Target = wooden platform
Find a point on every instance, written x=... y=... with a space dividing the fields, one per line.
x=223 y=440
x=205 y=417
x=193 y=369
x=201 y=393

_ _ _ _

** About this exercise **
The whole listing above, restated word for word, is the required answer.

** Answer area **
Target = wooden platform
Find a point on every instance, written x=... y=... with a space dividing the fields, one per line.
x=223 y=440
x=205 y=417
x=193 y=369
x=201 y=393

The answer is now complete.